§ **Set task**: In the records below, swap every "top-left corner" for "upper-left corner" and reproduce the lines with nothing else changed.

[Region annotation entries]
════════

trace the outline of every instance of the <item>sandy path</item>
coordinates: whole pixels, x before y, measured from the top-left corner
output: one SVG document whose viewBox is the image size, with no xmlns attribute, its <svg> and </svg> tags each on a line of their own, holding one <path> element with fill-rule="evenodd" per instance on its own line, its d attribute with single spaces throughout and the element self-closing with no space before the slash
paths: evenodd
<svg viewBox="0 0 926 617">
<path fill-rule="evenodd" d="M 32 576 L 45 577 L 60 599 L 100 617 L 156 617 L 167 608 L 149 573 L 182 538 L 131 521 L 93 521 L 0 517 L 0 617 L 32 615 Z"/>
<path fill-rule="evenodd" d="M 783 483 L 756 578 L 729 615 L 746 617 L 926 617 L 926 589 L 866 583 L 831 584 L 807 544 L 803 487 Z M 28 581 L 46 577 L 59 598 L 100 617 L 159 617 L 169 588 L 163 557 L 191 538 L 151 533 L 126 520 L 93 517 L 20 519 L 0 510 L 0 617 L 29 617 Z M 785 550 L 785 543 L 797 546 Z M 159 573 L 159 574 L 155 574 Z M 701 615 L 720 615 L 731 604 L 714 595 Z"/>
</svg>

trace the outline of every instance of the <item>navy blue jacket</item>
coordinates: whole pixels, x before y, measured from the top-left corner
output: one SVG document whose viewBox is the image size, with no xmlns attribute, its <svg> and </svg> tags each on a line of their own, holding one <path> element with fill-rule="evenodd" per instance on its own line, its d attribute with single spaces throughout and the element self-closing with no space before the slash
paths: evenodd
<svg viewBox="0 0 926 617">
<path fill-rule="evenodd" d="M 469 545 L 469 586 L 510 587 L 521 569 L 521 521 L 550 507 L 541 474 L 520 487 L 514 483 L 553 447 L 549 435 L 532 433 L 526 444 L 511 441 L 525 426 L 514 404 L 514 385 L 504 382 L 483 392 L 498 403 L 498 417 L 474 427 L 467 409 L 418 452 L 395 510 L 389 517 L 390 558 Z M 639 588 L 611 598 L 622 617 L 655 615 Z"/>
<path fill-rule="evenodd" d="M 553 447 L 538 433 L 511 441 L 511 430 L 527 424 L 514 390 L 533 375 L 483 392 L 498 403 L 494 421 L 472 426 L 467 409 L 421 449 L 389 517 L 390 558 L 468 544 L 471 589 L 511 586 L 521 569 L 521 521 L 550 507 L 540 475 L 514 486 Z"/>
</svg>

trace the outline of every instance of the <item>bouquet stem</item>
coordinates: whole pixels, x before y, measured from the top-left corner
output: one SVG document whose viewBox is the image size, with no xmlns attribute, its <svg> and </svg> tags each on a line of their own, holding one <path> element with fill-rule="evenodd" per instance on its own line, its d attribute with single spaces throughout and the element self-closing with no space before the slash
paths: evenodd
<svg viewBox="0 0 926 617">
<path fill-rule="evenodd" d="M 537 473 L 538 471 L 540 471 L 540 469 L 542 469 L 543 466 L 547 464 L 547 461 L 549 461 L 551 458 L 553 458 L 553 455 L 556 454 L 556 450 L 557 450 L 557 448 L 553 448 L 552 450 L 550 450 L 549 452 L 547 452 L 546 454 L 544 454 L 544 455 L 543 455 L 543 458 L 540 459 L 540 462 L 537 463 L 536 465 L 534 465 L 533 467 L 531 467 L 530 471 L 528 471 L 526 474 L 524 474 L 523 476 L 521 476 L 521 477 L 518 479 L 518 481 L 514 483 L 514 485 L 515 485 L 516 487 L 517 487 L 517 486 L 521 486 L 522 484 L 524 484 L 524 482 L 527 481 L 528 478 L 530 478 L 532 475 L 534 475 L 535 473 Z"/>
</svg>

════════

§ **Result of the exercise**:
trace the outline of every instance of the <item>sandy path</item>
coordinates: whole pixels, x before y, measured from the upper-left corner
output: one SVG document whose viewBox is the image size, with no xmlns attribute, its <svg> and </svg> tags each on a line of their own, holding one <path> element with fill-rule="evenodd" per instance on its own line, its d attribute with single spaces throughout and the element self-closing with no space before the slash
paths: evenodd
<svg viewBox="0 0 926 617">
<path fill-rule="evenodd" d="M 32 576 L 45 577 L 60 599 L 100 617 L 156 617 L 167 608 L 149 573 L 182 538 L 131 521 L 93 521 L 0 517 L 0 617 L 32 615 Z"/>
<path fill-rule="evenodd" d="M 783 483 L 756 578 L 729 615 L 746 617 L 926 617 L 926 589 L 866 583 L 831 584 L 807 544 L 803 487 Z M 28 581 L 46 577 L 59 598 L 100 617 L 159 617 L 169 588 L 163 557 L 191 538 L 151 533 L 126 520 L 93 517 L 20 519 L 0 510 L 0 617 L 29 617 Z M 785 550 L 785 543 L 797 546 Z M 159 573 L 159 574 L 155 574 Z M 701 615 L 720 615 L 731 604 L 714 595 Z"/>
</svg>

trace the outline of every instance of the <item>navy blue jacket</item>
coordinates: whole pixels, x before y, measured from the upper-left corner
output: one SVG document whose viewBox is the image size, with no xmlns attribute, its <svg> and </svg> tags each on a line of their own, holding one <path> element with fill-rule="evenodd" per instance on its own line, its d attribute with single spaces throughout and the element self-closing with no space before the slash
paths: evenodd
<svg viewBox="0 0 926 617">
<path fill-rule="evenodd" d="M 469 545 L 469 586 L 510 587 L 521 569 L 521 521 L 550 507 L 541 474 L 520 487 L 514 483 L 553 447 L 549 435 L 532 433 L 526 444 L 511 441 L 525 426 L 514 404 L 514 385 L 504 382 L 483 392 L 498 403 L 498 417 L 474 427 L 467 409 L 418 452 L 395 510 L 389 517 L 390 558 Z M 639 588 L 611 598 L 622 617 L 655 615 Z"/>
<path fill-rule="evenodd" d="M 553 447 L 538 433 L 511 441 L 511 430 L 527 424 L 514 390 L 533 375 L 483 392 L 498 403 L 494 421 L 472 426 L 467 409 L 421 449 L 389 517 L 390 558 L 468 544 L 471 589 L 511 586 L 521 569 L 521 521 L 550 507 L 540 475 L 514 486 Z"/>
</svg>

trace the outline of every instance of the <item>bouquet stem</item>
coordinates: whole pixels, x before y, measured from the upper-left corner
output: one SVG document whose viewBox is the image size, with no xmlns attribute, its <svg> and </svg> tags each on a line of their own, holding one <path> element with fill-rule="evenodd" per instance on its own line, its d attribute with single spaces throughout and the element self-closing with no space before the slash
paths: evenodd
<svg viewBox="0 0 926 617">
<path fill-rule="evenodd" d="M 537 473 L 538 471 L 540 471 L 540 469 L 542 469 L 543 466 L 547 464 L 547 461 L 549 461 L 551 458 L 553 458 L 553 455 L 556 454 L 556 450 L 557 450 L 557 448 L 553 448 L 552 450 L 550 450 L 549 452 L 547 452 L 546 454 L 544 454 L 544 455 L 543 455 L 543 458 L 540 459 L 540 462 L 537 463 L 536 465 L 534 465 L 533 467 L 531 467 L 530 471 L 528 471 L 526 474 L 524 474 L 523 476 L 521 476 L 521 477 L 518 479 L 518 481 L 514 483 L 514 485 L 515 485 L 516 487 L 517 487 L 517 486 L 521 486 L 522 484 L 524 484 L 524 482 L 527 481 L 528 478 L 530 478 L 532 475 L 534 475 L 535 473 Z"/>
</svg>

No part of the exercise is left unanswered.